:: Supplied passage ::
After I turned 30, and after a decade in startups, I had begun exploring life paths beyond entrepreneurship. As I leaned more into coaching and nonprofit work, I realized I was scared to fully leave behind life as a founder.
While I’d worked on some nontraditional projects in my 20s, they had all in some way been about building skills or exploring ideas that I hoped might turn into a meaningful startup one day. When I considered leaving that behind, I was surprised by how existentially threatening it felt.
I’d originally gotten into startups as a way to eschew traditional ideas of success—in the early 2010s, startups felt like a punk rock alternative to building a career in finance or consulting. Yet here I was, a decade later, stuck in my own culturally reinforced narrative about what a meaningful life looked like.
I like to think of the above as “worldview drift”—it happens when we unintentionally and uncritically adopt another person or culture’s view on life as our own.
We are constantly being influenced by those around us—by our families, by the companies and industries we work in, and society more broadly. The more deeply immersed we are in a culture, the easier it is to take its worldview for granted as simply a fact of life.

:: Stored records ::

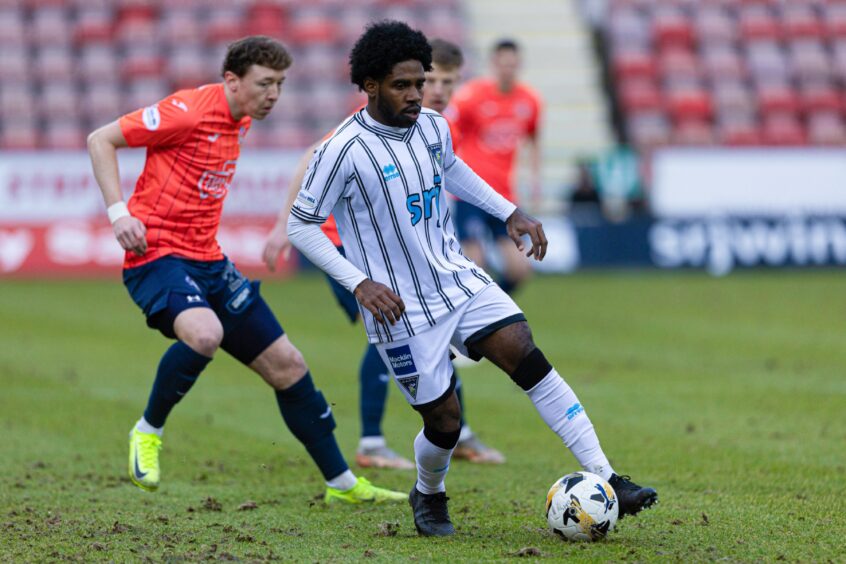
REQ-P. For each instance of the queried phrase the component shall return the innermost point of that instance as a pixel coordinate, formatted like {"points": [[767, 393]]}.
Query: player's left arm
{"points": [[533, 147]]}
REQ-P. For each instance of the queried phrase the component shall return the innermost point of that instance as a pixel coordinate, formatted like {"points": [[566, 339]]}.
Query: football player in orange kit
{"points": [[373, 450], [495, 116], [177, 274]]}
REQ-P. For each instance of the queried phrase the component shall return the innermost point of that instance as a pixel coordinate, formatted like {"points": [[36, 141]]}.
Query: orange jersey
{"points": [[193, 146], [492, 126]]}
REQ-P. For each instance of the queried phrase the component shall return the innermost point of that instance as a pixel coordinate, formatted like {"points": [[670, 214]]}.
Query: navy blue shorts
{"points": [[345, 298], [169, 285], [473, 224]]}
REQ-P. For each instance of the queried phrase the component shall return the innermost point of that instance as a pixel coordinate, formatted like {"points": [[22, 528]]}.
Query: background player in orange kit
{"points": [[177, 274], [495, 116], [373, 450]]}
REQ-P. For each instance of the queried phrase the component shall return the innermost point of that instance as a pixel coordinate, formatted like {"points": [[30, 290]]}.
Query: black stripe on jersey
{"points": [[432, 270], [379, 132], [395, 222], [323, 150], [357, 233], [307, 217], [382, 247], [336, 166], [481, 277], [447, 216]]}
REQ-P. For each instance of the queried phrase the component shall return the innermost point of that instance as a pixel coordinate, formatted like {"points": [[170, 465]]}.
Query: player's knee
{"points": [[205, 339], [532, 369]]}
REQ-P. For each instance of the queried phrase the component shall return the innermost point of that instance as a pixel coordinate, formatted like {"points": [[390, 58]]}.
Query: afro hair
{"points": [[383, 45]]}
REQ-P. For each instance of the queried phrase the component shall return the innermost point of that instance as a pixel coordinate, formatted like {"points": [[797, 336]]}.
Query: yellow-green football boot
{"points": [[363, 492], [144, 459]]}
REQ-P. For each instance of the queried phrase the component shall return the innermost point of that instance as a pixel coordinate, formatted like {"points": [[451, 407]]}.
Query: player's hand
{"points": [[131, 234], [385, 305], [277, 244], [520, 224]]}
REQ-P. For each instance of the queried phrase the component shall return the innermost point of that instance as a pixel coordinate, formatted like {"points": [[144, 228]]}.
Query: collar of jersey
{"points": [[398, 133]]}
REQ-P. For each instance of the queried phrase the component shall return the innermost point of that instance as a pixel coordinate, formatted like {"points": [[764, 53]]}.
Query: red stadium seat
{"points": [[94, 25], [19, 134], [826, 128], [670, 28], [639, 94], [634, 63], [739, 131], [777, 98], [693, 132], [758, 22], [783, 129], [64, 134], [690, 104], [800, 21], [820, 98]]}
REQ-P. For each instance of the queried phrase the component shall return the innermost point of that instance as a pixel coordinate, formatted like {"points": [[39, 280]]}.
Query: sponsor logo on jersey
{"points": [[437, 153], [151, 117], [306, 200], [390, 172], [401, 360], [215, 183], [574, 410], [409, 383]]}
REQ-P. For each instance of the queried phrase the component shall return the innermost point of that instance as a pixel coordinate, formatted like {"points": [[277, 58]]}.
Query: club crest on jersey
{"points": [[437, 153], [215, 183], [409, 383], [401, 360], [151, 117], [390, 172], [306, 200]]}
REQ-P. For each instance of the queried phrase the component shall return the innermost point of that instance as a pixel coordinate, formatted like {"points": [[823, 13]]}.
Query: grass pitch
{"points": [[727, 395]]}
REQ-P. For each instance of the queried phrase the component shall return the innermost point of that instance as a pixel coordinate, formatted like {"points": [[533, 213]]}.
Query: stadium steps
{"points": [[559, 62]]}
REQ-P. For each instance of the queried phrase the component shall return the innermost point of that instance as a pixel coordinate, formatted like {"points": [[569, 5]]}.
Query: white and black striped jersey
{"points": [[385, 187]]}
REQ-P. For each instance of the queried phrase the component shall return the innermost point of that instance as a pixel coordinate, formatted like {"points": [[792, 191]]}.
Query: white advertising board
{"points": [[760, 182]]}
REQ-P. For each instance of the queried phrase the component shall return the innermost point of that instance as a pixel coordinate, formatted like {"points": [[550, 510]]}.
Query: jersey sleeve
{"points": [[169, 122], [534, 120], [325, 181]]}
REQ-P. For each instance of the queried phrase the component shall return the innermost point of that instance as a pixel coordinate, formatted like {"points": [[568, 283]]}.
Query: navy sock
{"points": [[178, 370], [459, 391], [373, 379], [310, 419], [508, 286]]}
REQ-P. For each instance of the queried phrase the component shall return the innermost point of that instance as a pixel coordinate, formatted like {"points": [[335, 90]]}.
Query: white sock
{"points": [[344, 481], [368, 443], [145, 427], [432, 465], [560, 409]]}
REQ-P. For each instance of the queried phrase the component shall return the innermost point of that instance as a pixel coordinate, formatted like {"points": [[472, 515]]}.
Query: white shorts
{"points": [[421, 365]]}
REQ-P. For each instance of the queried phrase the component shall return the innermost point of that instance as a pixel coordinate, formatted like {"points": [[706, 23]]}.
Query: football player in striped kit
{"points": [[383, 175]]}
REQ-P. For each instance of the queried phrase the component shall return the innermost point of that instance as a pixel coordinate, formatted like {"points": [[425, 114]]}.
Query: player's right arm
{"points": [[324, 184], [102, 147], [277, 241]]}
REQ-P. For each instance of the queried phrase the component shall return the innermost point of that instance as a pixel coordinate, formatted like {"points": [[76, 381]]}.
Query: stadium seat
{"points": [[693, 132], [19, 134], [800, 21], [783, 129], [54, 63], [58, 100], [14, 63], [16, 100], [93, 25], [758, 22], [639, 94], [826, 128], [64, 134]]}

:: Work instructions ::
**1)** In the passage about worldview drift, how did startups feel to the writer in the early 2010s?
**2)** Go on with the passage about worldview drift, starting right after its final sentence.

:: Expected outputs ::
**1)** They felt like a punk rock alternative to building a career in finance or consulting.

**2)**
In this piece, we’ll explore a framework for analyzing the worldviews we exist in, so we can understand how they influence us—and learn to more consciously choose them.
As an example, let’s take a closer look at the worldview behind startup culture—and where better to explore this philosophy than at its source: the essays of Paul Graham (PG).
Many people have contributed to modern-day startup culture, but PG’s essays have held particular cultural weight. For all intents and purposes, his writing is considered canon for anyone who seriously wants to start a company.
Religious studies scholar Stephen Prothero offers a simple framework we can use to analyze the worldview behind PG’s writing.
His model proposes that worldviews can be broken down into four parts:
- Problem: the proposed core problem of life
- Solution: the proposed solution to that problem
- Path: a defined path people can follow to move from problem to solution
- Exemplars: archetypal figures who have modeled what it's like to walk the path
Prothero originally developed this framework as a way to analyze the major world religions*, but it can be used just as well to analyze secular worldviews, like nationalism, socialism, or organizational cultures.
While it might feel odd to analyze startup culture through a religious studies framework, modern scholars have argued for blurring the lines between “religion” and “non-religion,” classifying both as belonging to the super-category of “worldview.”
Here’s a look at how the framework applies to PG’s writing:
- Problem: working for a salary is a poor way to build wealth
- Solution: don’t work for someone else, take equity in the projects you work on
- Path: start a company, do things that don’t scale, focus on 7% weekly growth
- Exemplars: Mark Zuckerberg, Elon Musk, Drew Houston, etc.